→ Exercise description
Whenever a line in the data below includes the string "gets", copy it out.

→ Given records

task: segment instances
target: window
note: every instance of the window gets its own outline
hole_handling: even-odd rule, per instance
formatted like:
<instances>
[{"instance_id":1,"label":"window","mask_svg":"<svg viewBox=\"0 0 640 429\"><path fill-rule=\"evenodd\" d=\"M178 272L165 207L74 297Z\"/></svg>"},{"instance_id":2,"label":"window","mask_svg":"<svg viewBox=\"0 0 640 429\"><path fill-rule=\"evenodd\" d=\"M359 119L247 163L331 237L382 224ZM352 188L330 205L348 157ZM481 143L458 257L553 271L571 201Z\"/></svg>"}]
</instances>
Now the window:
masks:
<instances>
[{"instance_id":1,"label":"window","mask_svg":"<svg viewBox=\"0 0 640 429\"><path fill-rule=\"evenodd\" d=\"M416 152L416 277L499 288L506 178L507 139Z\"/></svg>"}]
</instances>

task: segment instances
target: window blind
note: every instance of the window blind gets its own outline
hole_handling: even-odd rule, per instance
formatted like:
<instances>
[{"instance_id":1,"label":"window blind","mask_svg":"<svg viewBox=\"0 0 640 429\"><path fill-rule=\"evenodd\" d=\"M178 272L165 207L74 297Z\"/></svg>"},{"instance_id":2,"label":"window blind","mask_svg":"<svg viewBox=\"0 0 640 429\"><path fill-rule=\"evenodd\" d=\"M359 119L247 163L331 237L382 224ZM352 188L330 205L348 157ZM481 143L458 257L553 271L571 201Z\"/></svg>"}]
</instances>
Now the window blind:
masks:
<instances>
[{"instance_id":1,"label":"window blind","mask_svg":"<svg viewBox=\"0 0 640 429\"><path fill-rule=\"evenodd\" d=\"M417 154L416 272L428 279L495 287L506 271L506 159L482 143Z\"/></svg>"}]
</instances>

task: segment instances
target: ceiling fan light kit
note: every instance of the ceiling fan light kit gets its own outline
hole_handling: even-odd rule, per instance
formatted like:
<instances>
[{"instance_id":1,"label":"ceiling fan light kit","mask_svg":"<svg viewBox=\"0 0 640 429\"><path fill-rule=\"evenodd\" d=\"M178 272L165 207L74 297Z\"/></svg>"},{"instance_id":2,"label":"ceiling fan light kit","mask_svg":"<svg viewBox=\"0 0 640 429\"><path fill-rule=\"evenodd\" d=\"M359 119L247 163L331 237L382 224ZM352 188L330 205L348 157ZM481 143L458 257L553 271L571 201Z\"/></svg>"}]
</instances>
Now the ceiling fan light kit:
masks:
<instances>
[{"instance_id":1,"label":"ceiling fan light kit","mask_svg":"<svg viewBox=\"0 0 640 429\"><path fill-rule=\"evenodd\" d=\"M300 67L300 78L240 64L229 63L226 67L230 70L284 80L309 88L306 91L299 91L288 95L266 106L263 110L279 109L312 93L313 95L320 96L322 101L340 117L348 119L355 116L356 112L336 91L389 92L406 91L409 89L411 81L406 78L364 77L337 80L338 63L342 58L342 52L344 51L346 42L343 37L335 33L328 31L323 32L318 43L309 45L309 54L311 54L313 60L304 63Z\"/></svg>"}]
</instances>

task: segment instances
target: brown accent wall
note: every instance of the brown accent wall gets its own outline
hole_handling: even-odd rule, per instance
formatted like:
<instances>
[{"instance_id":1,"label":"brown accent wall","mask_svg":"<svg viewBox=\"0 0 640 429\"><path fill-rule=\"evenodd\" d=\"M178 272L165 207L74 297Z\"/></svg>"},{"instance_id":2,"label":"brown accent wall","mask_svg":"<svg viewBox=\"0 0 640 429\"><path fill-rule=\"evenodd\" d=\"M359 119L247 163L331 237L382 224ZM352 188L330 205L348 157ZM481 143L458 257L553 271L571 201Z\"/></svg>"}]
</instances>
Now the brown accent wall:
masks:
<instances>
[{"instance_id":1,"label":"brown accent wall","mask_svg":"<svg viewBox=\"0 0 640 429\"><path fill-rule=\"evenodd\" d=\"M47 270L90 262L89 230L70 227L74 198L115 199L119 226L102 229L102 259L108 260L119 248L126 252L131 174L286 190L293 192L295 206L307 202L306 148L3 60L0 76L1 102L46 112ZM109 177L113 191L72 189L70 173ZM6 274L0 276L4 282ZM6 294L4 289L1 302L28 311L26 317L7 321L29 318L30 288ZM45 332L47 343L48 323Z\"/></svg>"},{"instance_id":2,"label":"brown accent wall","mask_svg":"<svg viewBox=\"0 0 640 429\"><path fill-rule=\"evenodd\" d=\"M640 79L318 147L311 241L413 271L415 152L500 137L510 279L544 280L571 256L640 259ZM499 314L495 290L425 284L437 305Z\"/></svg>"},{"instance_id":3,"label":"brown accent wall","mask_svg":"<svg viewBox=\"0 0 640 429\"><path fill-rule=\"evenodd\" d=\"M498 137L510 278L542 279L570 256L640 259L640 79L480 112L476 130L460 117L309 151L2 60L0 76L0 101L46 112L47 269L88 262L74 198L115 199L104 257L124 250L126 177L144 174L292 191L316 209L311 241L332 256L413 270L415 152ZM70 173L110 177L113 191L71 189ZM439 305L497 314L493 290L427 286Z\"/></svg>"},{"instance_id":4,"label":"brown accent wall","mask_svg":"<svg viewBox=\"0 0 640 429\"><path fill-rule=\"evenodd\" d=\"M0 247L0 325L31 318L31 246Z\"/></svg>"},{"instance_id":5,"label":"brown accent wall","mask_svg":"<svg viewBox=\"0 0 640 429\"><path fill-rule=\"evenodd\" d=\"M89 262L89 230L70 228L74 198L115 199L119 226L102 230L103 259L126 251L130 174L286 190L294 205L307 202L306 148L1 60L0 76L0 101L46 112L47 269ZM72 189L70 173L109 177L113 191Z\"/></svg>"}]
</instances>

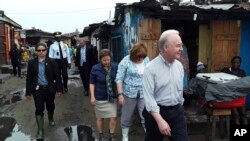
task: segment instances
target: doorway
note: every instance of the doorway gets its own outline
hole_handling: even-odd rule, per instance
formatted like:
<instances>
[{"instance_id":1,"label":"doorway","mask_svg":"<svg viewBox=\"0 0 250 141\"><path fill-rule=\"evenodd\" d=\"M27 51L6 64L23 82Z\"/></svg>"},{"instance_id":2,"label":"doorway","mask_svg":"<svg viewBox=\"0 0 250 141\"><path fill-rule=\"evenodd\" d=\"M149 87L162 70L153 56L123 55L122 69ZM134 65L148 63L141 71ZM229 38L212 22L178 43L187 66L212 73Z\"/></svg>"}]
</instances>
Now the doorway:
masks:
<instances>
[{"instance_id":1,"label":"doorway","mask_svg":"<svg viewBox=\"0 0 250 141\"><path fill-rule=\"evenodd\" d=\"M195 77L198 63L199 24L195 21L168 21L162 20L162 32L168 29L183 28L182 42L185 44L189 58L190 79Z\"/></svg>"}]
</instances>

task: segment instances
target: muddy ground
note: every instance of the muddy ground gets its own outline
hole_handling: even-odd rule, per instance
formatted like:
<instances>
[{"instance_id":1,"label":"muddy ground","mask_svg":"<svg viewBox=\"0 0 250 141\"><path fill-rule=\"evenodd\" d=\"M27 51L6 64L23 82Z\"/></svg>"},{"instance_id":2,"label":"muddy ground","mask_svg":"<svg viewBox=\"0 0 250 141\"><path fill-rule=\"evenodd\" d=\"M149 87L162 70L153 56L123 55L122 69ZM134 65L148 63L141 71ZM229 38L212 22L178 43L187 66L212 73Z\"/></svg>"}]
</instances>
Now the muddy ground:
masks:
<instances>
[{"instance_id":1,"label":"muddy ground","mask_svg":"<svg viewBox=\"0 0 250 141\"><path fill-rule=\"evenodd\" d=\"M73 78L77 78L77 76ZM14 118L18 125L18 129L15 129L17 130L15 132L21 132L26 136L23 140L20 136L18 141L26 141L27 138L34 139L36 134L34 101L29 101L24 96L25 80L25 76L23 78L11 76L10 79L0 84L0 97L2 99L0 104L1 117ZM20 94L19 98L13 97L15 93ZM46 141L75 141L75 138L78 138L77 132L71 133L71 135L67 135L67 133L69 134L69 129L76 131L77 127L90 127L89 129L93 130L92 135L94 137L97 136L95 132L96 126L94 109L93 106L89 104L89 97L84 96L83 87L79 79L69 79L68 93L63 94L61 97L56 97L55 104L55 127L51 128L48 126L48 121L46 118L47 113L45 112L44 125ZM118 121L119 120L120 119L118 119ZM108 136L107 123L108 121L105 122L106 136ZM135 126L130 131L130 139L136 141L143 140L144 131L140 127L139 121L136 120L136 118L134 123ZM83 130L83 128L80 129ZM83 131L82 134L86 133L89 134L90 132ZM121 129L119 124L117 125L116 138L117 140L121 140ZM6 140L14 141L14 139L11 139L11 137L7 138Z\"/></svg>"}]
</instances>

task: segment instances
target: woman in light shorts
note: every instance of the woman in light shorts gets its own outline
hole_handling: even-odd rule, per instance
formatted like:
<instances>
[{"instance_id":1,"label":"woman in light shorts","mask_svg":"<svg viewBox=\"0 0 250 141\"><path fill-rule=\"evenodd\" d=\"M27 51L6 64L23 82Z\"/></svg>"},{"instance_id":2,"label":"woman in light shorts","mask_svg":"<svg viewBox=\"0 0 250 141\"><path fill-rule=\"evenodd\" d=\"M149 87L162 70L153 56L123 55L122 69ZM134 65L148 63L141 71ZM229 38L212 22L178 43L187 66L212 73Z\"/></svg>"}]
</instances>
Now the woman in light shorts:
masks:
<instances>
[{"instance_id":1,"label":"woman in light shorts","mask_svg":"<svg viewBox=\"0 0 250 141\"><path fill-rule=\"evenodd\" d=\"M94 105L99 140L104 141L104 119L109 118L109 141L114 141L117 123L117 102L115 78L117 65L111 62L112 54L108 49L100 52L100 63L93 66L90 73L90 103Z\"/></svg>"}]
</instances>

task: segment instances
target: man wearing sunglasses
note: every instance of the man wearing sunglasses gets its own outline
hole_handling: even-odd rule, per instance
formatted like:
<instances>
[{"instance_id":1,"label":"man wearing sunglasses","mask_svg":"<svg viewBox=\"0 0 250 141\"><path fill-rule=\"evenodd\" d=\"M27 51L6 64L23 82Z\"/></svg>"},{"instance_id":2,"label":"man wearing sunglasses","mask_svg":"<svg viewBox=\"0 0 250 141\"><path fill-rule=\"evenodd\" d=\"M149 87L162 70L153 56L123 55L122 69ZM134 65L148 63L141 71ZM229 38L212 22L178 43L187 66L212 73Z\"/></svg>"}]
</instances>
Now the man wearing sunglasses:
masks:
<instances>
[{"instance_id":1,"label":"man wearing sunglasses","mask_svg":"<svg viewBox=\"0 0 250 141\"><path fill-rule=\"evenodd\" d=\"M64 91L68 92L68 67L71 63L69 48L61 41L61 32L53 35L56 41L49 47L49 58L56 61L60 76L62 74Z\"/></svg>"}]
</instances>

→ Solution for this exercise
note: every instance of the window gets its own outline
note: every instance of the window blind gets its own outline
note: every instance of the ceiling fan light kit gets its own outline
note: every instance of the brown accent wall gets its own outline
note: every instance of the doorway gets its own outline
note: every instance of the muddy ground gets its own outline
note: every instance of the woman in light shorts gets its own outline
note: every instance of the man wearing sunglasses gets its own outline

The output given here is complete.